:: ACTIVITY ::
The whole listing must be returned exactly, with no line missing.

:: DATA ::
Segment Open
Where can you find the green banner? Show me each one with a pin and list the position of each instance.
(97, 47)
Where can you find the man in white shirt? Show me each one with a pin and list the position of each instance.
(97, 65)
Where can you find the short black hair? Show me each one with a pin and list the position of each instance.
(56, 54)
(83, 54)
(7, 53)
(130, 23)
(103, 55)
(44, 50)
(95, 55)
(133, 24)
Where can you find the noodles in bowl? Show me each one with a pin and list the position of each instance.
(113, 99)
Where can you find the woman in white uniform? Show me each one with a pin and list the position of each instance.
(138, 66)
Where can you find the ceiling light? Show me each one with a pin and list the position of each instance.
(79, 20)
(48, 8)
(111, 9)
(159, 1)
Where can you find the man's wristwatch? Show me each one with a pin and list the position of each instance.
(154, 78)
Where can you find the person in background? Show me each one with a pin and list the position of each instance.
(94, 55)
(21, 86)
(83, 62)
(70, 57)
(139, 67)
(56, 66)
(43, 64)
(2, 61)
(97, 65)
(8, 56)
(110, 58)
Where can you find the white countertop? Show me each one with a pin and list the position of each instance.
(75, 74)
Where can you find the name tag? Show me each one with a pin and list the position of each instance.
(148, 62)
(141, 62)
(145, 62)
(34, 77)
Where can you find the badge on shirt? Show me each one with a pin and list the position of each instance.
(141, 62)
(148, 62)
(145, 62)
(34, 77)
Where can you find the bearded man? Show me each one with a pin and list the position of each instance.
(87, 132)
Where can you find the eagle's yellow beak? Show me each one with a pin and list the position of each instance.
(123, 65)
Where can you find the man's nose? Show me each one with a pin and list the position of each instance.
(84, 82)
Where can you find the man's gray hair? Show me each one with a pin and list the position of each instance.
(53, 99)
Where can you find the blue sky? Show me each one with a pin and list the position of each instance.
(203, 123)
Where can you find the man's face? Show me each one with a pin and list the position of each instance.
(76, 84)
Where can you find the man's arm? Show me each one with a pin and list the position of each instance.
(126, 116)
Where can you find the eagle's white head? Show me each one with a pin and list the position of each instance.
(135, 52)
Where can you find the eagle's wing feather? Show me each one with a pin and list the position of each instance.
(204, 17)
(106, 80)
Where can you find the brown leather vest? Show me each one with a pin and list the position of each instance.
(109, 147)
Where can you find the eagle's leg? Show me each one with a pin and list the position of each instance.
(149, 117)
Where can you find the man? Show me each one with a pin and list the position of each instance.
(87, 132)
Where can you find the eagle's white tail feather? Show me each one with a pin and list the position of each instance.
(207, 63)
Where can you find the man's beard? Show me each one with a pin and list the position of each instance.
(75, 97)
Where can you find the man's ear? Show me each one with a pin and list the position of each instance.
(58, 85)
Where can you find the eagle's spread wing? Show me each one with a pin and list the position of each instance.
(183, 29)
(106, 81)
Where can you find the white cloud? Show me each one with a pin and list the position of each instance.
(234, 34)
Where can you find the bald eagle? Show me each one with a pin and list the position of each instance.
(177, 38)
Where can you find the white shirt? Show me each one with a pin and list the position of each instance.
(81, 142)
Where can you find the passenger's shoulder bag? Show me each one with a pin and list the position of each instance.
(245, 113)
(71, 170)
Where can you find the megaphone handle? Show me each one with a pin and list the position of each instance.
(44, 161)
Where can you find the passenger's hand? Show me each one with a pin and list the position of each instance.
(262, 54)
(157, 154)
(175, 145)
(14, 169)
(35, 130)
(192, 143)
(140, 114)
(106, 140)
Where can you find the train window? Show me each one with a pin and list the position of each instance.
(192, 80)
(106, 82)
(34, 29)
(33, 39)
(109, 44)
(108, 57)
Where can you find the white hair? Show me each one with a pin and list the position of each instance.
Segment Closed
:: ANSWER SPACE ::
Where can you find the green banner? Show me each one with a pin and list the position of each instance.
(97, 47)
Where can you find the man in white shirt? Show me each one with a pin and list the position of each instance.
(97, 65)
Where can you find the short black hair? Show me each one with a pin and list the position of each instance.
(56, 54)
(83, 54)
(7, 53)
(130, 23)
(103, 55)
(44, 50)
(95, 55)
(133, 24)
Where can you find the noodles in bowl? Show me each one with a pin and list the position of each instance.
(113, 99)
Where can you find the woman in white uniform? Show me each one with a pin and list the position of each instance.
(138, 66)
Where can you find the ceiling light? Show me each one with a pin and list the position of each instance.
(79, 20)
(48, 8)
(111, 9)
(159, 1)
Where can you find the man's wristwatch? Show me each one with a pin and list the position of each instance.
(154, 78)
Where can you find the person in background? Show me each one with a pin and list the position of each instance.
(94, 55)
(21, 86)
(83, 62)
(70, 57)
(139, 67)
(56, 66)
(43, 64)
(2, 61)
(97, 65)
(8, 56)
(110, 58)
Where can you find the white countertop? Show me each one with a pin and list the position of each instance.
(75, 74)
Where can you find the name tag? Show me each one with a pin and list the position of each instance.
(148, 62)
(141, 62)
(145, 62)
(34, 77)
Where can you find the badge on shirt? Show me each one with a pin and list the position of each instance.
(141, 62)
(148, 62)
(145, 62)
(34, 77)
Where can you find the bearded man? Show me each one with a pin and list the position of each instance.
(87, 132)
Where can you find the eagle's yellow beak? Show me each one with a pin and list the position of each instance.
(123, 65)
Where can you find the man's nose? Show me each one with a pin and list the position of each instance.
(84, 82)
Where can you find the man's gray hair? Show me each one with a pin and list the position of each instance.
(53, 99)
Where can you find the blue sky? Show me each one with a pin and list the position of each instance.
(203, 123)
Where can you find the man's face? Show me each one with a pin and list the position of each instance.
(76, 84)
Where can you find the man's arm? Show me each one with a pin and list the position of each instance.
(126, 116)
Where can you find the eagle's white head? Show me each one with a pin and list the position of each instance.
(135, 52)
Where can you find the eagle's wing feather? Show me each one with a pin and list the position of each instance.
(204, 17)
(106, 80)
Where can you find the brown leather vest? Show me each one with a pin and list the position of each instance.
(109, 147)
Where can you find the eagle's leg? Show me each one with a pin and list the position of each instance.
(149, 117)
Where can you find the man? Show me each one with a pin and list the position of each instance.
(87, 132)
Where can you find the eagle's white tail feather? Show me each one with a pin and list the position of each instance.
(207, 63)
Where can you find the man's beard? Show me each one with a pin and list the position of each instance.
(75, 97)
Where can you find the man's ear? Show me each one with a pin and list the position of each instance.
(58, 85)
Where can you find the eagle's spread wing? Show me each one with a pin and list the position of each instance.
(183, 29)
(106, 81)
Where can you find the white cloud? Show me each one with a pin and list the position of each instance.
(234, 34)
Where can you find the bald eagle? Show me each one with a pin and list the position of each instance.
(177, 38)
Where can you find the white shirt? Show me each one with a pin and list the position of each instance.
(81, 142)
Where can you find the passenger's shoulder bag? Show me each one with a pin and list the position of each instance.
(245, 113)
(71, 170)
Where can you find the megaphone handle? Show me each one with a pin and list the position of each instance.
(44, 161)
Where can you find the passenger's hand? Show me each one with a pin and list the position of each instance.
(262, 54)
(157, 154)
(175, 145)
(14, 169)
(35, 130)
(192, 143)
(140, 114)
(106, 140)
Where can you find the train window? Show me each one with a pin and list the position of each instance.
(192, 80)
(106, 82)
(34, 29)
(33, 39)
(109, 44)
(108, 57)
Where can you find the white hair? Show me each one with a pin and list the position of each instance.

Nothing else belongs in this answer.